**REQUIRED TASK:**
Rewrite the rows below, from the first row through the row that contains "[241,91,291,112]", changing "bounding box" to "enclosing rectangle" and leaving everything else as it is. Omit the pictures from your answer.

**DATA:**
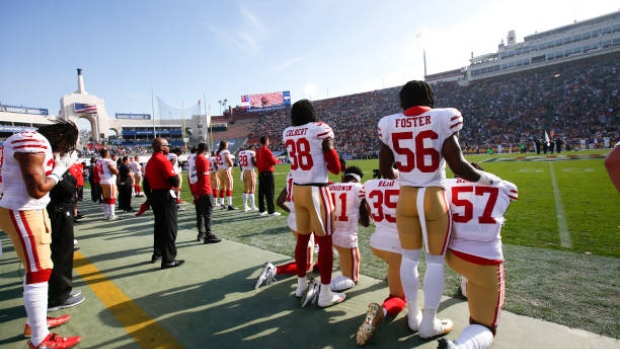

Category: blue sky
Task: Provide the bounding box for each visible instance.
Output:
[0,0,620,121]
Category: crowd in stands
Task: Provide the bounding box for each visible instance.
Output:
[66,54,620,158]
[250,55,620,158]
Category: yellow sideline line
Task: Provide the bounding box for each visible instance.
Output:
[74,251,183,349]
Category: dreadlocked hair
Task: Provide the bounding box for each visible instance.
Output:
[342,166,364,180]
[399,80,435,109]
[291,99,318,126]
[37,119,80,154]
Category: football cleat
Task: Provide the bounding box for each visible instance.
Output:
[329,275,355,292]
[318,285,347,308]
[301,280,319,308]
[437,338,456,349]
[355,303,383,347]
[418,319,454,339]
[295,277,312,298]
[136,202,149,217]
[407,310,422,332]
[24,315,71,337]
[28,333,81,349]
[254,262,276,290]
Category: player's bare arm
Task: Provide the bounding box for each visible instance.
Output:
[108,164,119,176]
[379,144,398,179]
[15,153,56,199]
[441,133,480,182]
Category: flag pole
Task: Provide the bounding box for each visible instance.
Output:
[151,88,157,139]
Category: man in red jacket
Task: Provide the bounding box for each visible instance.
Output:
[193,143,222,244]
[256,136,280,216]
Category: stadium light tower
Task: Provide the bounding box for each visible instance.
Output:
[217,98,228,115]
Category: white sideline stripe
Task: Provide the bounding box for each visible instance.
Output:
[549,162,573,248]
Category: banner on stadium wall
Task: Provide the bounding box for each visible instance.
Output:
[0,125,37,133]
[0,105,49,116]
[116,113,151,120]
[241,91,291,112]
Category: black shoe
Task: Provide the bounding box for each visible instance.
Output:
[161,259,185,269]
[205,234,222,244]
[47,294,86,311]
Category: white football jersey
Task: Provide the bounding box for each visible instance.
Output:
[446,178,519,261]
[168,153,181,175]
[97,158,116,184]
[378,106,463,187]
[187,154,197,184]
[209,155,218,173]
[239,149,256,171]
[129,160,142,174]
[282,122,334,184]
[0,131,54,211]
[215,149,230,170]
[329,182,365,248]
[364,179,401,253]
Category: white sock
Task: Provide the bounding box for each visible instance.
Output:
[454,324,493,349]
[24,281,50,346]
[424,255,445,309]
[248,193,256,207]
[400,249,420,304]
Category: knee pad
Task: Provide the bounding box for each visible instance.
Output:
[26,269,52,285]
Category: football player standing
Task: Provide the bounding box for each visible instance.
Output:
[378,81,499,338]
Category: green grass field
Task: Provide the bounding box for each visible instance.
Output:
[173,151,620,338]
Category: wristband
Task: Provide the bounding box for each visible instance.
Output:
[47,172,62,184]
[476,171,501,185]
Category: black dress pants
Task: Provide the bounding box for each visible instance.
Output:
[258,171,276,214]
[149,189,177,265]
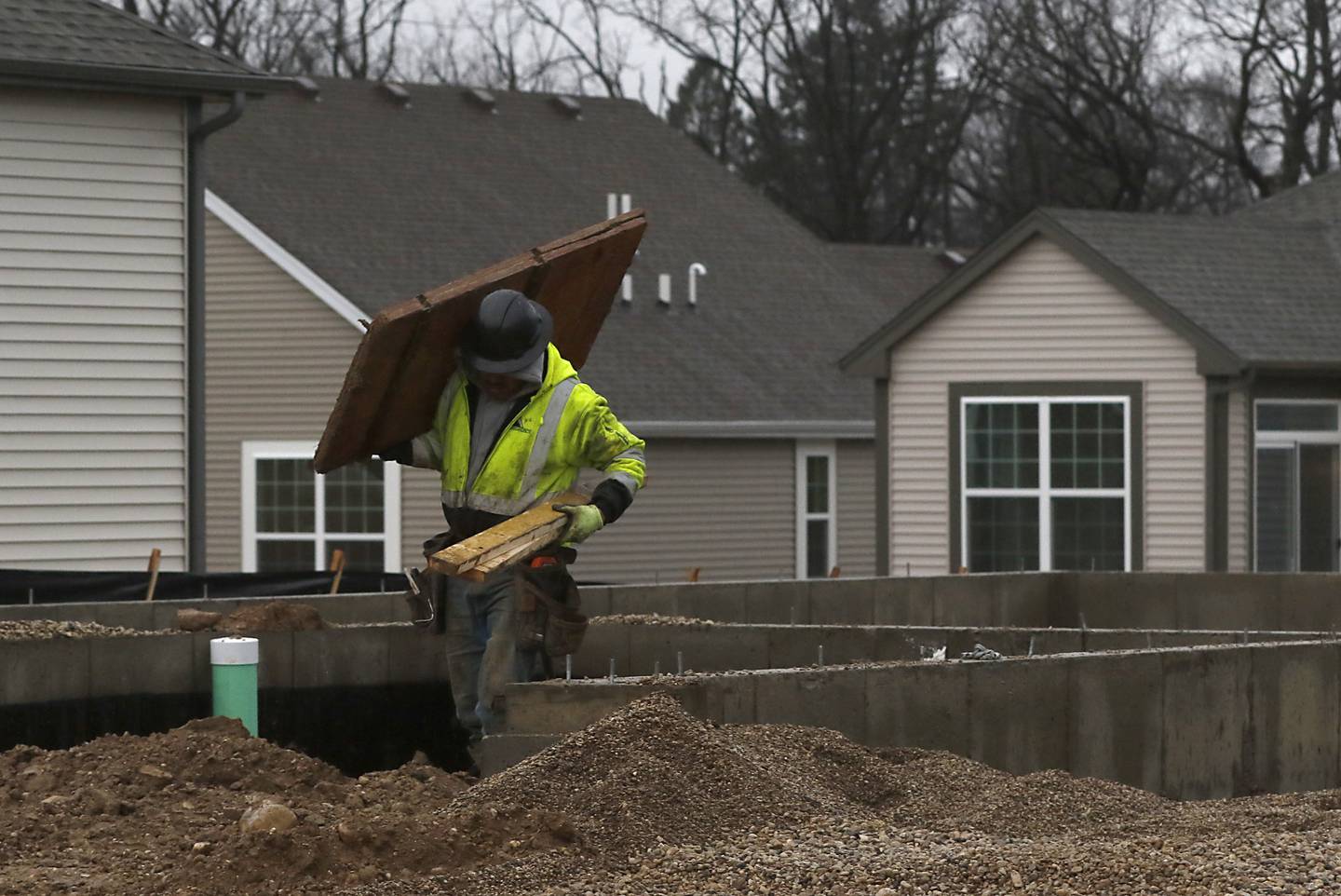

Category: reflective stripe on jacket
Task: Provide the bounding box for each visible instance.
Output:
[413,344,646,516]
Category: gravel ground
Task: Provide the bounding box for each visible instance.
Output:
[0,619,176,641]
[589,613,716,629]
[7,695,1341,896]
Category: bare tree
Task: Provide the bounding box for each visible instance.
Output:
[122,0,408,80]
[956,0,1234,238]
[1185,0,1341,196]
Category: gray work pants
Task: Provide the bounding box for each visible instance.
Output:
[444,570,527,740]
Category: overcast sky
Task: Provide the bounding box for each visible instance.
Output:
[405,0,689,103]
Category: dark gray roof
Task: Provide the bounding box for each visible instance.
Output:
[844,202,1341,373]
[829,243,963,314]
[207,79,887,421]
[0,0,287,94]
[1231,171,1341,224]
[1049,210,1341,365]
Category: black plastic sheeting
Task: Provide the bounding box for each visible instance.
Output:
[0,569,408,604]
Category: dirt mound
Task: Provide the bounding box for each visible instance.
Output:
[214,601,326,634]
[177,601,327,634]
[0,719,576,896]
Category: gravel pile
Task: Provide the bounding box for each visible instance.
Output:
[0,619,171,641]
[10,695,1341,896]
[356,696,1341,896]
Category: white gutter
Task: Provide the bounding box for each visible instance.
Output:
[205,189,369,333]
[624,420,875,439]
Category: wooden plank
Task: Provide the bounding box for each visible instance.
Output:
[427,493,588,579]
[313,210,646,473]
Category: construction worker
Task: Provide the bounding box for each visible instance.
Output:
[381,290,646,740]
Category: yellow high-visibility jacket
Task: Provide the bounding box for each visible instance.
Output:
[412,344,646,525]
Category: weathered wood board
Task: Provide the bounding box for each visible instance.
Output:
[313,210,646,473]
[427,491,588,579]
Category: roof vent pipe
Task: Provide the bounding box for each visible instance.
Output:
[461,88,499,115]
[689,262,708,308]
[549,97,582,119]
[377,80,411,109]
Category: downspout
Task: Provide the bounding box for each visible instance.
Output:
[186,89,247,574]
[1206,368,1256,571]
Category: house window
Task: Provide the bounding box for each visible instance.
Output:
[243,441,401,573]
[796,441,838,578]
[1253,400,1341,573]
[959,396,1131,573]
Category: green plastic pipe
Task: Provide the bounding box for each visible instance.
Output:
[210,637,260,738]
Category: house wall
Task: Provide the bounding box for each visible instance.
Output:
[0,88,186,570]
[205,213,359,571]
[1228,390,1253,573]
[402,439,875,583]
[205,214,875,582]
[889,238,1206,576]
[403,439,796,582]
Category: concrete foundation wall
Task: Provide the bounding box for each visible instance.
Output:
[498,641,1341,799]
[7,573,1341,631]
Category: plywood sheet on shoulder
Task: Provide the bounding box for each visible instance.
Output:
[313,210,646,473]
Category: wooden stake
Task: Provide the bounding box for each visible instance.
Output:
[145,548,164,601]
[332,548,345,594]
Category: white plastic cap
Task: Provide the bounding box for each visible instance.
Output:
[210,637,260,665]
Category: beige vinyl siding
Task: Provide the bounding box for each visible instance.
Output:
[205,213,359,571]
[1228,392,1253,573]
[838,440,875,578]
[402,439,796,582]
[889,238,1206,576]
[0,88,186,570]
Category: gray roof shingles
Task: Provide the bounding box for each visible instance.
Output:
[829,243,957,314]
[0,0,286,89]
[1046,210,1341,363]
[207,79,922,421]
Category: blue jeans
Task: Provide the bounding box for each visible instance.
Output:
[445,570,527,740]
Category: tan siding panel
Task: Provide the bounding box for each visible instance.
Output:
[0,208,183,236]
[838,441,875,578]
[889,238,1206,574]
[558,439,796,582]
[402,439,796,582]
[1228,392,1253,573]
[205,213,361,571]
[0,88,186,570]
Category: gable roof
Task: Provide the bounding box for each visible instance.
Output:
[207,79,887,426]
[1231,171,1341,225]
[842,210,1341,375]
[0,0,289,94]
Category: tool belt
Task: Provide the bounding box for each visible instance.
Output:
[512,557,588,656]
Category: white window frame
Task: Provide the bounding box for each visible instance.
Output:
[241,441,401,573]
[796,441,838,579]
[1250,399,1341,573]
[959,394,1136,573]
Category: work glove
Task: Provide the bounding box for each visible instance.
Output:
[554,504,604,545]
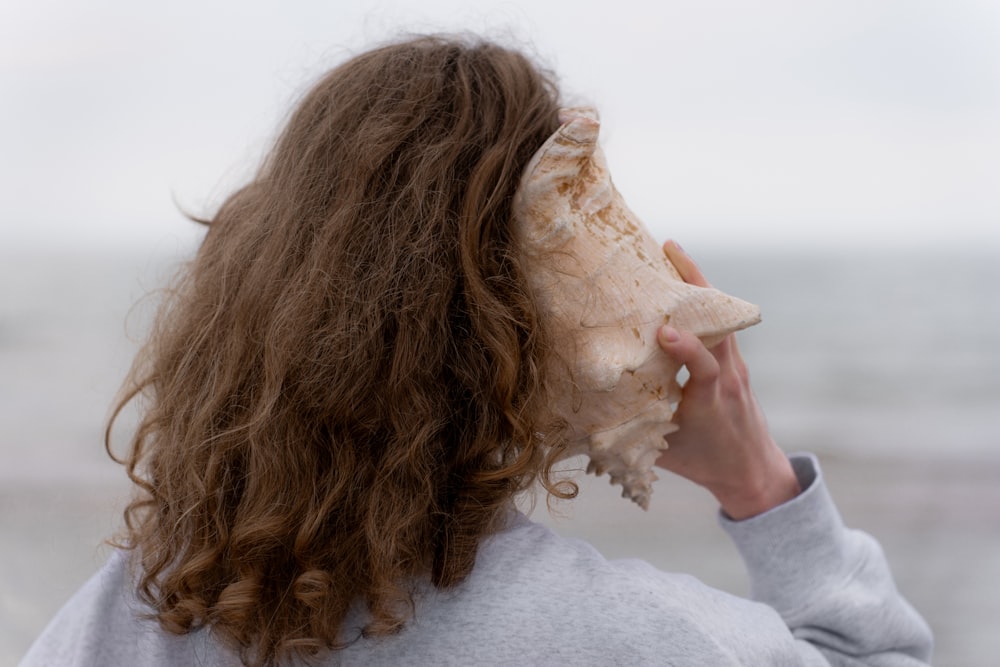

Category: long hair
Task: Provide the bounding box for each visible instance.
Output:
[106,38,572,664]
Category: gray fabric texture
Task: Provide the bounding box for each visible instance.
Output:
[21,456,932,667]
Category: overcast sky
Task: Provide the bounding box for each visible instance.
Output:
[0,0,1000,250]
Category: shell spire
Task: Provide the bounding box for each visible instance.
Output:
[513,108,760,508]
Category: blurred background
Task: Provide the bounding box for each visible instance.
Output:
[0,0,1000,665]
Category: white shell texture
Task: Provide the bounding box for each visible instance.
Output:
[514,108,760,508]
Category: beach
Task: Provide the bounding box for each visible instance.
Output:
[0,252,1000,667]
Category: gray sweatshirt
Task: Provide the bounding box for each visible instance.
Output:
[21,456,932,667]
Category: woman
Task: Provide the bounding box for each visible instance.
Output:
[24,38,930,665]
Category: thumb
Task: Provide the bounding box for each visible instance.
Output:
[656,325,719,384]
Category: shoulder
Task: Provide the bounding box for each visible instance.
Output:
[344,515,788,665]
[20,551,221,667]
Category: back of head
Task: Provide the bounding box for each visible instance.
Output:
[113,38,559,663]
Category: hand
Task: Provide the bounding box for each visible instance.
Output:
[656,241,802,520]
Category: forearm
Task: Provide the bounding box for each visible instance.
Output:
[721,457,932,665]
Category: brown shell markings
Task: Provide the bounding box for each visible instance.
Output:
[514,108,760,508]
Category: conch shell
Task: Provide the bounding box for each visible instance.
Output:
[513,108,760,509]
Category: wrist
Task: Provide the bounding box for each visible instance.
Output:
[710,457,802,521]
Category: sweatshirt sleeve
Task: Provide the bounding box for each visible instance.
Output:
[720,455,933,667]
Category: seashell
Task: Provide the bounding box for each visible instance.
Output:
[513,108,760,509]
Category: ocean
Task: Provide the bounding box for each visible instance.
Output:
[0,248,1000,665]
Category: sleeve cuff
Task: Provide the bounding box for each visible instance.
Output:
[719,454,847,611]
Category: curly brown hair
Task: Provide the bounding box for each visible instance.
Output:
[106,37,575,664]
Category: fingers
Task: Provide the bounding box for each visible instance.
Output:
[663,239,711,287]
[656,325,719,385]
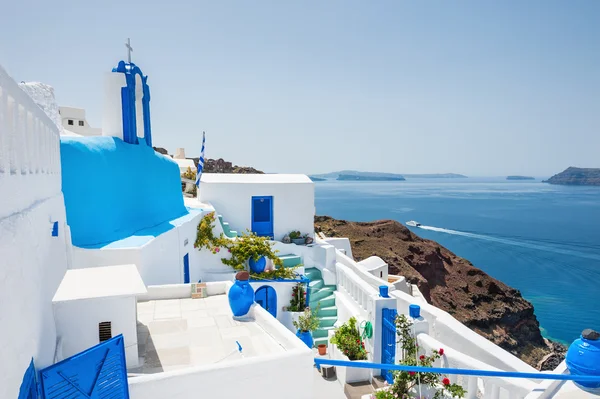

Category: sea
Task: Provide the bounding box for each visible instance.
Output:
[315,178,600,344]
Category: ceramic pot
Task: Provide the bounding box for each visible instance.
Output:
[296,330,315,349]
[227,272,254,317]
[317,344,327,356]
[248,256,267,273]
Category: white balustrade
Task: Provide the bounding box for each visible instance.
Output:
[0,67,61,218]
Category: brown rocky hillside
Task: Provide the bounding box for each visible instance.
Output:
[315,216,565,370]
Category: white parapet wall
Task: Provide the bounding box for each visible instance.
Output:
[417,334,537,399]
[0,67,69,398]
[390,290,537,373]
[129,292,314,399]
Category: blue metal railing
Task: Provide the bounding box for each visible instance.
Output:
[315,358,600,382]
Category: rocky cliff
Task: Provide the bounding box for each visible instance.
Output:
[315,216,564,370]
[544,166,600,186]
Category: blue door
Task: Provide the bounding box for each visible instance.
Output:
[40,335,129,399]
[254,285,277,317]
[252,197,273,239]
[183,254,190,284]
[381,308,397,384]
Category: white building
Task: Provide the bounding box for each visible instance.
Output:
[198,173,315,241]
[0,54,598,399]
[58,107,102,136]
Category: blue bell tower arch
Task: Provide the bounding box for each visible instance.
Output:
[112,61,152,147]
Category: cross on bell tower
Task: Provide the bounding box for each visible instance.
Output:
[125,38,133,64]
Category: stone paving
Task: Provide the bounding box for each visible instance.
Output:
[133,295,285,374]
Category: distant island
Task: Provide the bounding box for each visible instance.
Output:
[310,170,467,181]
[336,174,406,181]
[544,166,600,186]
[506,176,535,180]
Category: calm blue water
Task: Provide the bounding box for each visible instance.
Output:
[315,178,600,342]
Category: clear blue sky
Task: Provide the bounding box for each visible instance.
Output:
[0,0,600,176]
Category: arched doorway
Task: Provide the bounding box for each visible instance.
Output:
[254,285,277,317]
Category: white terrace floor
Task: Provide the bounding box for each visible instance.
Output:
[133,295,285,374]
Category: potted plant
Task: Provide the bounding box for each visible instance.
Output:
[373,315,467,399]
[281,283,306,333]
[330,317,371,383]
[288,230,306,245]
[293,307,319,349]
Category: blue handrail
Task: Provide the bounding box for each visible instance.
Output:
[315,358,600,382]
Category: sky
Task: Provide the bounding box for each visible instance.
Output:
[0,0,600,177]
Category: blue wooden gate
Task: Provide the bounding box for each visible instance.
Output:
[381,308,397,384]
[40,335,129,399]
[183,254,190,284]
[254,285,277,317]
[252,196,273,239]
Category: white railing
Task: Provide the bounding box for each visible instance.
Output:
[336,263,379,314]
[417,334,537,399]
[335,249,396,293]
[390,290,536,373]
[0,66,61,218]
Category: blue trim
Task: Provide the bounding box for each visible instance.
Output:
[18,359,38,399]
[183,254,190,284]
[315,358,600,382]
[112,61,152,147]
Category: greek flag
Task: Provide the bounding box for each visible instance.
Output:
[196,132,206,188]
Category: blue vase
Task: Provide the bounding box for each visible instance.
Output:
[227,272,254,317]
[248,256,267,273]
[296,330,315,349]
[565,330,600,388]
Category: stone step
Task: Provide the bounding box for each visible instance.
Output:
[319,316,337,327]
[308,288,333,302]
[317,306,337,317]
[309,295,335,309]
[278,254,302,268]
[305,267,322,280]
[313,327,334,339]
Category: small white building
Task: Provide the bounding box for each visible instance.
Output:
[198,173,315,240]
[173,148,196,173]
[58,107,102,136]
[52,265,147,367]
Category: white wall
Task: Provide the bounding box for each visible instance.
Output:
[59,107,102,136]
[54,296,138,367]
[102,72,127,140]
[198,181,315,240]
[73,212,204,285]
[0,67,67,398]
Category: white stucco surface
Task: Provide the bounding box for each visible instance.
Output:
[52,265,146,303]
[198,173,315,240]
[54,295,138,367]
[0,67,69,398]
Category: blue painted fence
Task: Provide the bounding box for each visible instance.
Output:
[40,335,129,399]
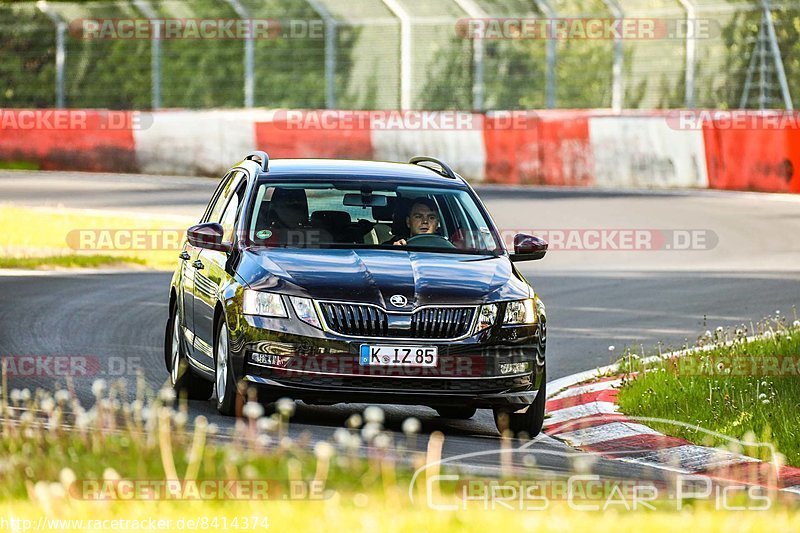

**OUTPUT FOR THIS EXERCISE:**
Category: blue sky
Task: Provide the enclosing rectangle for each visible instance.
Output:
[0,0,620,121]
Category: crowd in stands
Task: Provide the enclosing rectangle for each visible instance.
Output:
[66,54,620,158]
[250,55,620,158]
Category: yellow sideline line
Task: Provide the enclosing rectangle for each visible instance.
Output:
[74,251,183,349]
Category: dreadlocked hair
Task: Provide the enclosing rectangle for each visible instance.
Output:
[342,166,364,180]
[399,80,435,109]
[291,99,318,126]
[37,119,80,154]
Category: football cleat
Task: Provide the enclosing rectangle for each visible instance.
Output:
[329,275,355,292]
[318,285,347,308]
[301,280,319,308]
[437,338,456,349]
[355,303,383,347]
[418,319,454,339]
[295,277,312,298]
[136,202,149,217]
[407,310,422,332]
[24,315,71,337]
[28,333,81,349]
[254,262,276,290]
Category: player's bare arm
Task: Provide the enclosing rectangle for each visible instance.
Output:
[108,164,119,176]
[379,144,398,179]
[15,153,56,199]
[441,133,480,182]
Category: flag pole
Task: Provide the enclosing rectangle for each visible instance.
Output:
[151,88,157,139]
Category: man in red jacket
Task: Provide the enclosing rectangle for each visible instance.
Output:
[193,143,222,244]
[256,136,280,216]
Category: stadium light tower
Task: Provide the enclosing rectangle for each visible instance.
Output:
[217,98,228,115]
Category: white sideline stripe
Task: Provide the enclosing rectangle for each visible instance.
Output:
[549,162,573,248]
Category: banner on stadium wall
Task: Provide the enclosing rectangle for each visible instance.
Output:
[0,125,37,133]
[0,105,49,116]
[116,113,151,120]
[241,91,291,112]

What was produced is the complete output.